I just wondered about other exit cases other than failover; e.g. what
if the guest shutdown or something like that, would it get stuck
waiting for the colo_incoming_sem.

Dave

> Thanks,
> Hailiang
> 
> > Dave
> > 
> > 
> > 
> > 
> > > Signed-off-by: zhanghailiang <zhang.zhanghailiang@huawei.com>
> > > Signed-off-by: Li Zhijian <lizhijian@cn.fujitsu.com>
> > > Reviewed-by: Dr. David Alan Gilbert <dgilbert@redhat.com>
> > > Cc: Dr. David Alan Gilbert <dgilbert@redhat.com>
> > > ---
> > >   include/migration/migration.h |  3 +++
> > >   migration/colo.c              | 43 +++++++++++++++++++++++++++++++++++++++++++
> > >   2 files changed, 46 insertions(+)
> > > 
> > > diff --git a/include/migration/migration.h b/include/migration/migration.h
> > > index 487ac1e..7cac877 100644
> > > --- a/include/migration/migration.h
> > > +++ b/include/migration/migration.h
> > > @@ -113,6 +113,7 @@ struct MigrationIncomingState {
> > >       QemuThread colo_incoming_thread;
> > >       /* The coroutine we should enter (back) after failover */
> > >       Coroutine *migration_incoming_co;
> > > +    QemuSemaphore colo_incoming_sem;
> > > 
> > >       /* See savevm.c */
> > >       LoadStateEntry_Head loadvm_handlers;
> > > @@ -182,6 +183,8 @@ struct MigrationState
> > >       QSIMPLEQ_HEAD(src_page_requests, MigrationSrcPageRequest) src_page_requests;
> > >       /* The RAMBlock used in the last src_page_request */
> > >       RAMBlock *last_req_rb;
> > > +    /* The semaphore is used to notify COLO thread that failover is finished */
> > > +    QemuSemaphore colo_exit_sem;
> > > 
> > >       /* The semaphore is used to notify COLO thread to do checkpoint */
> > >       QemuSemaphore colo_checkpoint_sem;
> > > diff --git a/migration/colo.c b/migration/colo.c
> > > index 08b2e46..3222812 100644
> > > --- a/migration/colo.c
> > > +++ b/migration/colo.c
> > > @@ -59,6 +59,18 @@ static void secondary_vm_do_failover(void)

> [Data listing]
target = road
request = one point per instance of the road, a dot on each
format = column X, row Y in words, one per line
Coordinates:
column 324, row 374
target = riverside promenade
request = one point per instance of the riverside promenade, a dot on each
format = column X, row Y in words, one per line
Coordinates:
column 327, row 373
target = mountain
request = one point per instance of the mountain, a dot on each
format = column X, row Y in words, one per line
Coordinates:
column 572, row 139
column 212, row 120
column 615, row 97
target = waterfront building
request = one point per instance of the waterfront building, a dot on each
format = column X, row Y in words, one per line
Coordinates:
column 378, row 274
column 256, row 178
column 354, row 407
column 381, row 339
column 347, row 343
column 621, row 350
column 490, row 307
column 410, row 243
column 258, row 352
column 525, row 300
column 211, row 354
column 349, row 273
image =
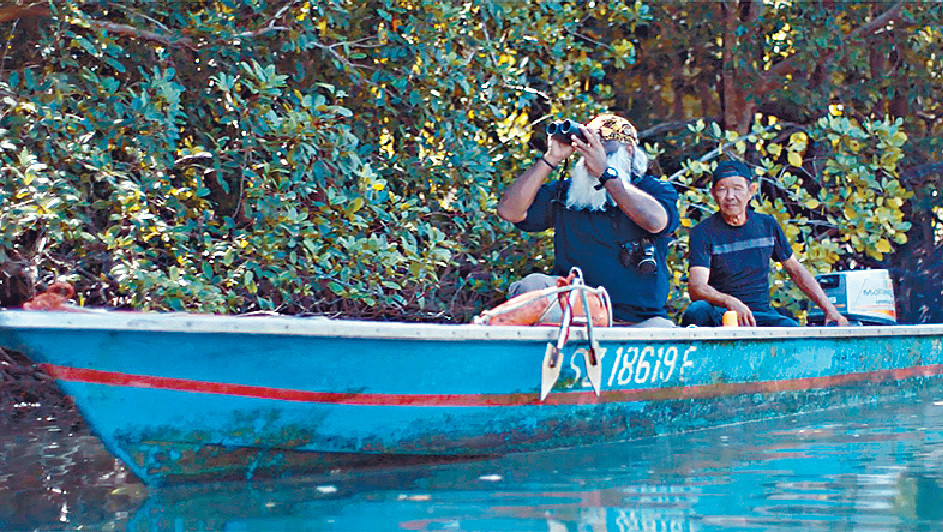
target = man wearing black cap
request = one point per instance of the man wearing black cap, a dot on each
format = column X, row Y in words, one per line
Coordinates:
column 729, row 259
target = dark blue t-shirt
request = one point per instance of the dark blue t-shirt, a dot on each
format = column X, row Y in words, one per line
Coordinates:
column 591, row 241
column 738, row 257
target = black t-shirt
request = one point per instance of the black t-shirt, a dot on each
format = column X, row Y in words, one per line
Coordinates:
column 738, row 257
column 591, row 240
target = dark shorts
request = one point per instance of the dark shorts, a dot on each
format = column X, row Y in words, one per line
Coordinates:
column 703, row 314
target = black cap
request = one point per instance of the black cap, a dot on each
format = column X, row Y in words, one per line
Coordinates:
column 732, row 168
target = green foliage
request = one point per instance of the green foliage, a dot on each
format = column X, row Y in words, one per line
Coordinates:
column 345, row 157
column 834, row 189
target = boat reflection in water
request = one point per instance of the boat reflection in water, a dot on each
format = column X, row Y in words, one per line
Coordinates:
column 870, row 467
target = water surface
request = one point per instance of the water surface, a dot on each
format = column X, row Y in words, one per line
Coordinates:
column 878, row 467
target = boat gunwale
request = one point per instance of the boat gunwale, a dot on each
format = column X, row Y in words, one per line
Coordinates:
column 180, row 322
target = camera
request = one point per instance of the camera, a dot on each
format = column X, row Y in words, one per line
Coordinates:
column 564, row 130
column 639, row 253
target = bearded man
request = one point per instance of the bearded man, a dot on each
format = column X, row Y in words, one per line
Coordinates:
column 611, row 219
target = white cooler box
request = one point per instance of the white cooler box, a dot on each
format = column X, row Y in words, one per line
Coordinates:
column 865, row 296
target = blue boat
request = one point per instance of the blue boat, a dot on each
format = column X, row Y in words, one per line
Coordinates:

...

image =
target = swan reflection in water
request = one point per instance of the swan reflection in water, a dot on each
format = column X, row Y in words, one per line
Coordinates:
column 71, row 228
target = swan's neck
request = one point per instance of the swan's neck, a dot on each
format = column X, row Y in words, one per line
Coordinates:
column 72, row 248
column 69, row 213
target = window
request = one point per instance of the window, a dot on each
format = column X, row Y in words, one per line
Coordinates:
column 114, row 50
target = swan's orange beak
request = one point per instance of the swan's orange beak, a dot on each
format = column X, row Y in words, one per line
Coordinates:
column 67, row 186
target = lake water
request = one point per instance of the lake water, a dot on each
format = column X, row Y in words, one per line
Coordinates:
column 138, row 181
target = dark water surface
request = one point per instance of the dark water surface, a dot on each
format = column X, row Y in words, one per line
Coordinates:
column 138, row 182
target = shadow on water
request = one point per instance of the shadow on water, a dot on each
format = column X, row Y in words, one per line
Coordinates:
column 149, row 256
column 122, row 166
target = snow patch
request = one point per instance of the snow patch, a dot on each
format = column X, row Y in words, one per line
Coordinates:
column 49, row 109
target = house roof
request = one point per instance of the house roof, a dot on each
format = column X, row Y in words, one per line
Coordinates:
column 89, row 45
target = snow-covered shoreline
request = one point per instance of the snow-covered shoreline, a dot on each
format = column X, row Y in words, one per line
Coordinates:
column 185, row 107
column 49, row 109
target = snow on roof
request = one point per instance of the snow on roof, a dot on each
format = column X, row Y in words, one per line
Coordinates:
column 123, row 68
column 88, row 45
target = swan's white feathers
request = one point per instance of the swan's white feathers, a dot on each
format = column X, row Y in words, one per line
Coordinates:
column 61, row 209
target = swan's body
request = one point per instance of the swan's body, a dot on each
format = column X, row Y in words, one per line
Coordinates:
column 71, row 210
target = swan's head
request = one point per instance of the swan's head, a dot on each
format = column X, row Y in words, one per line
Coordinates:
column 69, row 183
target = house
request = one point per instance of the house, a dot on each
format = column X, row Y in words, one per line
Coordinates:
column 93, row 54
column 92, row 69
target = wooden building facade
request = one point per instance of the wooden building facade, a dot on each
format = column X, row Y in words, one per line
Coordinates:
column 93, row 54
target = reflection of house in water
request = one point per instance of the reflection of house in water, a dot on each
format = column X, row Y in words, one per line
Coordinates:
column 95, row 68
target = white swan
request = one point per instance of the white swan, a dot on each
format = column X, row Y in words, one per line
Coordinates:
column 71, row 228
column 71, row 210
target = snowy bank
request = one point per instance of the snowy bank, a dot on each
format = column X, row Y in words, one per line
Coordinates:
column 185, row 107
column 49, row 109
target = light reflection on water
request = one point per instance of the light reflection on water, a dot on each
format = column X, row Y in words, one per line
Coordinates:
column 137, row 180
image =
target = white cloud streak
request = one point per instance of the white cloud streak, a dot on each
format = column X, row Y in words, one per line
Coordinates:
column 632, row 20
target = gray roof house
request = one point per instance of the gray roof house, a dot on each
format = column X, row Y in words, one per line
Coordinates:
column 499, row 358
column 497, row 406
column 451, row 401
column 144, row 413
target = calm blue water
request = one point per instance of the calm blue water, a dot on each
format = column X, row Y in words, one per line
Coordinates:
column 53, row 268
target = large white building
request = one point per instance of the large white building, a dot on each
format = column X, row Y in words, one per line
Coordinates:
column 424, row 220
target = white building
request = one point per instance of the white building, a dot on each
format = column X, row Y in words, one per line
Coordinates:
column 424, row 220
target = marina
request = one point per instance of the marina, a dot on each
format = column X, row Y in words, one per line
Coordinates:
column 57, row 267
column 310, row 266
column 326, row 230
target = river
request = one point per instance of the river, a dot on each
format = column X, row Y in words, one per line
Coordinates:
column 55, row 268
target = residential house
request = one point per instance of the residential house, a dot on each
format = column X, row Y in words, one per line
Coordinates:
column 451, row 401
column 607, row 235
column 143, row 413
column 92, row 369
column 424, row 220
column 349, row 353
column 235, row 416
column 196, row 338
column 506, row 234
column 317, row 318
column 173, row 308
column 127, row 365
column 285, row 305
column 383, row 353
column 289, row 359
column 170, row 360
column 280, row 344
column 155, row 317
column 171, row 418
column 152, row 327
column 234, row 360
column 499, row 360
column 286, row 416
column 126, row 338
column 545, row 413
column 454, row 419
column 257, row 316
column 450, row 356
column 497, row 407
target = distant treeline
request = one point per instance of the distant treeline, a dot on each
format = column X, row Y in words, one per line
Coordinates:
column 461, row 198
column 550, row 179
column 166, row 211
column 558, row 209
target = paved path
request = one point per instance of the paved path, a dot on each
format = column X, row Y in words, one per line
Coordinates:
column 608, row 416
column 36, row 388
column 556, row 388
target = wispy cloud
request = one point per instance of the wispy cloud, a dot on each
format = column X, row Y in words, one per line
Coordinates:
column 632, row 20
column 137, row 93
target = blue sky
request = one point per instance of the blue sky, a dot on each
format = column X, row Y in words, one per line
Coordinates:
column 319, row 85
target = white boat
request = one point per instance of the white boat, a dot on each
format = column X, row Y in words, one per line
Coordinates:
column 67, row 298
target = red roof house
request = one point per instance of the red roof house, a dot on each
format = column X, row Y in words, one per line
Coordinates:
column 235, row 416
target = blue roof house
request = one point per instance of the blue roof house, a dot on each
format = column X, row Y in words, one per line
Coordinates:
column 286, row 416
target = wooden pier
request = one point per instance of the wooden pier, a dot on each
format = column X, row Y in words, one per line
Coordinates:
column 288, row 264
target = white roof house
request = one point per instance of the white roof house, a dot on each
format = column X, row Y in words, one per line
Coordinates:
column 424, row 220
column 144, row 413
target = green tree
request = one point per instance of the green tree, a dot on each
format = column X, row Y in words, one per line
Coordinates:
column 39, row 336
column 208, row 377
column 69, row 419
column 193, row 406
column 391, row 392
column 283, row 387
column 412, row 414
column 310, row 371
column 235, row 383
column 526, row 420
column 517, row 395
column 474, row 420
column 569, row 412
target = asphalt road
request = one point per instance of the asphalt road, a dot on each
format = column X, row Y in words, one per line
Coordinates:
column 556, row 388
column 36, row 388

--

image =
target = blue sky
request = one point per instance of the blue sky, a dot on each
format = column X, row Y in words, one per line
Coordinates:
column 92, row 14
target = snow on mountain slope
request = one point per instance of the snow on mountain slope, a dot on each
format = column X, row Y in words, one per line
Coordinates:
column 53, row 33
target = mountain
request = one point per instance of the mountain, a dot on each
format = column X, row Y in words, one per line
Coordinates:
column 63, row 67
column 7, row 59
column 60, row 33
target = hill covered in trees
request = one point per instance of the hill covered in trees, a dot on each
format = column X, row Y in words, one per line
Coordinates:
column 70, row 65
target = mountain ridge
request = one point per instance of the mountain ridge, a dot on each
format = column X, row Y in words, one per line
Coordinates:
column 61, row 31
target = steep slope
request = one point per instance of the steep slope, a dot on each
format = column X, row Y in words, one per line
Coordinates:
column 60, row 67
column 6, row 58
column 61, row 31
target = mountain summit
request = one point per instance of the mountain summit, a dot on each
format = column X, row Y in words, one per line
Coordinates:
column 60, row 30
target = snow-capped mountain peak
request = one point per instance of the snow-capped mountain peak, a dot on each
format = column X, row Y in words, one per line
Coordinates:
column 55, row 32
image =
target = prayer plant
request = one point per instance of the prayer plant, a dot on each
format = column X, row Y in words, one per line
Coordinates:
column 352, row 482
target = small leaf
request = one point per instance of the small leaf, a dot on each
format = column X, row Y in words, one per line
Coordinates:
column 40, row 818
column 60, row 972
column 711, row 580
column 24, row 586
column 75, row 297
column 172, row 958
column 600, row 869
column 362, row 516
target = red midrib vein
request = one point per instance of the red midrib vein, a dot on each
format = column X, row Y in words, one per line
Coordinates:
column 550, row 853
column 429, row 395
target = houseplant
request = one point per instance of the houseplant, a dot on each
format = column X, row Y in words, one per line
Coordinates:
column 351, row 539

> [Task A]
Answer these from the COLO patch thread:
(i) Besides failover, what exit case does Dave ask about?
(ii) Which file receives 43 added lines?
(iii) According to its comment, what is colo_exit_sem used to notify the COLO thread of?
> [Task B]
Does each statement agree with the COLO patch thread? Answer yes or no, and quote the words that decide it.
(i) The patch changes three files.
(ii) colo_incoming_sem is added to struct MigrationIncomingState.
(iii) Dr. David Alan Gilbert reviewed the patch.
> [Task C] Can you take the COLO patch thread further, starting after its last line?

> [Final answer A]
(i) A guest shutdown.
(ii) migration/colo.c
(iii) That failover is finished.

> [Final answer B]
(i) No: "2 files changed, 46 insertions(+)"
(ii) Yes: "@@ -113,6 +113,7 @@ struct MigrationIncomingState {" and "+    QemuSemaphore colo_incoming_sem;"
(iii) Yes: "Reviewed-by: Dr. David Alan Gilbert <dgilbert@redhat.com>"

> [Final answer C]
> > >           /* recover runstate to normal migration finish state */
> > >           autostart = true;
> > >       }
> > > +    /*
> > > +     * Make sure COLO incoming thread not block in recv or send,
> > > +     * If mis->from_src_file and mis->to_src_file use the same fd,
> > > +     * The second shutdown() will return -1, we ignore this value,
> > > +     * It is harmless.
> > > +     */
> > > +    if (mis->from_src_file) {
> > > +        qemu_file_shutdown(mis->from_src_file);
> > > +    }
> > > +    if (mis->to_src_file) {
> > > +        qemu_file_shutdown(mis->to_src_file);
> > > +    }
> > > 
> > >       old_state = failover_set_state(FAILOVER_STATUS_ACTIVE,
> > >                                      FAILOVER_STATUS_COMPLETED);
> > > @@ -67,6 +79,8 @@ static void secondary_vm_do_failover(void)
> > >                        "secondary VM", FailoverStatus_lookup[old_state]);
> > >           return;
> > >       }
> > > +    /* Notify COLO incoming thread that failover work is finished */
> > > +    qemu_sem_post(&mis->colo_incoming_sem);
> > >       /* For Secondary VM, jump to incoming co */
> > >       if (mis->migration_incoming_co) {
> > >           qemu_coroutine_enter(mis->migration_incoming_co);
> > > @@ -81,6 +95,18 @@ static void primary_vm_do_failover(void)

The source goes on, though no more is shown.